[start TEXT SEGMENT]

I'll give some discussion starters:
synthetic id-PK column or combined a_id,b_id-PK (dropping the "id" column)
When synthetic: What other indices/constraints?
When combined: Also index on b_id? Or even b_id,a_id (don't think so)?
Also combined when these entries are referenced themselves?
Also combined when these entries perhaps are referenced themselves in the future?
Heap or Index-organized table
Always or only up to x "somevalue"-columns?
I know that the decision for one of the designs is closely related to the question how the table will be used (read/write ratio, density, etc.), but perhaps we get a 20/80 solution as blueprint for future readers.
I'm looking forward to your ideas!
Blama
I have always made the PK be the combination of the two FKs, a_id and b_id in your example. Adding a synthetic id field to this table does no good, since you never end up looking for a row based on a knowledge of its id.

[end TEXT SEGMENT]
[start DATA SHOWN]

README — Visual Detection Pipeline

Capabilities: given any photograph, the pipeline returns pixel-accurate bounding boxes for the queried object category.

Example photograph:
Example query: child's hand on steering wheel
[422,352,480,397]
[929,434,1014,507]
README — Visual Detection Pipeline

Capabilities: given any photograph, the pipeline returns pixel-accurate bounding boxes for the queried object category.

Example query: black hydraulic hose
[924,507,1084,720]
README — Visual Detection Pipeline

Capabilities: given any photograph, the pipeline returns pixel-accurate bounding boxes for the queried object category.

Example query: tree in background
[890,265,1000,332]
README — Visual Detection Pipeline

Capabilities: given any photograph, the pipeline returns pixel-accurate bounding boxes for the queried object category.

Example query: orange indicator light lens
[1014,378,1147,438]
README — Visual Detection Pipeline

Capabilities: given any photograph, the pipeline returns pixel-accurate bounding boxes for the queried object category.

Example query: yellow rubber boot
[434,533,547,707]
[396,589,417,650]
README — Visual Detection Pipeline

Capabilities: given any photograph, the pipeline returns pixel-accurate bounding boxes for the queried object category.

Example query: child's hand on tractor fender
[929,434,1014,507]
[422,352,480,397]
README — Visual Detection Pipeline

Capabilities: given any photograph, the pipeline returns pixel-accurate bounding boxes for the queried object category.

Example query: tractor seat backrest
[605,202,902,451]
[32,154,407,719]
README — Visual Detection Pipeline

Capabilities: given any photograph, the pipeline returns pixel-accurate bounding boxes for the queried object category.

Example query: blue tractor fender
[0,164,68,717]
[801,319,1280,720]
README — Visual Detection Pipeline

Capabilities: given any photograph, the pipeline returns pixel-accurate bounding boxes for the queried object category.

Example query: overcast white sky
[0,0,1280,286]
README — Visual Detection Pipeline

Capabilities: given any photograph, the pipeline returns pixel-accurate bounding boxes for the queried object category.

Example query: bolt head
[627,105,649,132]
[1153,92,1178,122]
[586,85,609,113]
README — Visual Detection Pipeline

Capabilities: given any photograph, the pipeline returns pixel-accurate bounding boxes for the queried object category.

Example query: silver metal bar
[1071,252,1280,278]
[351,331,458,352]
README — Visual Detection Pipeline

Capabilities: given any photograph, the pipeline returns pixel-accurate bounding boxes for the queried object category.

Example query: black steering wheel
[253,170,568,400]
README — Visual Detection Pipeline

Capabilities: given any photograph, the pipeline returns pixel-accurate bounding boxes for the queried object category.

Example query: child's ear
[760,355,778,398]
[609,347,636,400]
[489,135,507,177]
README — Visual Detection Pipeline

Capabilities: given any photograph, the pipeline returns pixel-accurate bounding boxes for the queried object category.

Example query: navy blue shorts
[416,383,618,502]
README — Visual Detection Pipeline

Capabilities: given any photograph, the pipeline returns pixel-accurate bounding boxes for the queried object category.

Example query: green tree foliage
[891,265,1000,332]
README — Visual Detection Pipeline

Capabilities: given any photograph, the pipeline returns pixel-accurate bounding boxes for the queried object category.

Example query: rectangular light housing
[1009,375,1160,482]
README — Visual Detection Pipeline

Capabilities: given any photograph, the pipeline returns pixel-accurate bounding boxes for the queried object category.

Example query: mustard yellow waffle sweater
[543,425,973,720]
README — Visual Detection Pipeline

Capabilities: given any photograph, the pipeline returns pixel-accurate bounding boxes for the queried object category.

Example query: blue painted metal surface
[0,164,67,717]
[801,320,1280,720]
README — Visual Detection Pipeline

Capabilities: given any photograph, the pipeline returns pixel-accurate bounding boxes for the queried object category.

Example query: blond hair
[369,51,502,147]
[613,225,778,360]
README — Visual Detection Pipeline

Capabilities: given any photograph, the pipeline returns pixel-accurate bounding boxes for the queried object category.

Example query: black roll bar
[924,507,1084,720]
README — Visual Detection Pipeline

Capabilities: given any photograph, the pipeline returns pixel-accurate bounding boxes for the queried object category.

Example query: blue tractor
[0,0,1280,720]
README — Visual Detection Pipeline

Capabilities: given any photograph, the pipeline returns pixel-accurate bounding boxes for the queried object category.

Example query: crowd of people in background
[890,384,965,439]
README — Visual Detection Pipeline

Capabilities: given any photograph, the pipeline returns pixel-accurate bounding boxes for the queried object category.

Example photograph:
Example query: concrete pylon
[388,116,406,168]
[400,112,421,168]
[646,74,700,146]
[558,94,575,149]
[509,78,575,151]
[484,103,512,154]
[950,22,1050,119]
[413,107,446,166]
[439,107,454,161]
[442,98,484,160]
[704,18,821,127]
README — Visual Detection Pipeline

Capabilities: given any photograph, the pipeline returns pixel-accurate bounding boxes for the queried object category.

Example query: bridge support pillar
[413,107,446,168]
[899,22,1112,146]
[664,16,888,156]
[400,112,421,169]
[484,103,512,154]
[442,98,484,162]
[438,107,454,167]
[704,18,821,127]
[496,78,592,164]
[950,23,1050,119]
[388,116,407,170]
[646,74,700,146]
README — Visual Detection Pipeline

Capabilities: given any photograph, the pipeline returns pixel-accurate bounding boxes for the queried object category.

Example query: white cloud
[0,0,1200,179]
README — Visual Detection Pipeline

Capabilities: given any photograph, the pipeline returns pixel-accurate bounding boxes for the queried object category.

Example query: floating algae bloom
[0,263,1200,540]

[end DATA SHOWN]

**EXERCISES TO COMPLETE:**
1. Reproduce the passage of the database design thread from "When synthetic: What" up to and including "are referenced themselves?".
2. Continue the database design thread, starting right after its last sentence.

**EXPECTED RESULTS:**
1.
When synthetic: What other indices/constraints?
When combined: Also index on b_id? Or even b_id,a_id (don't think so)?
Also combined when these entries are referenced themselves?

2.
Using the compound PK gives you a constraint that prevents the same instance of the relationship between a and b from being inserted twice. If duplicate entries need to be permitted, there's something wrong with your data model at the conceptual level.
The index you get behind the scenes (for every DBMS I know of) will be useful to speed up common joins. An extra index on b_id is sometimes useful, depending on the kinds of joins you do frequently.
Just as a side note, I don't use the name "id" for all my synthetic pk columns. I prefer a_id, b_id. It makes it easier to manage the metadata, even though it's a little extra typing.
CREATE TABLE A_TO_B
(
a_id NUMBER NOT NULL REFERENCES A (a_id),
b_id NUMBER NOT NULL REFERENCES B (b_id),
PRIMARY KEY (a_id, b_id),
...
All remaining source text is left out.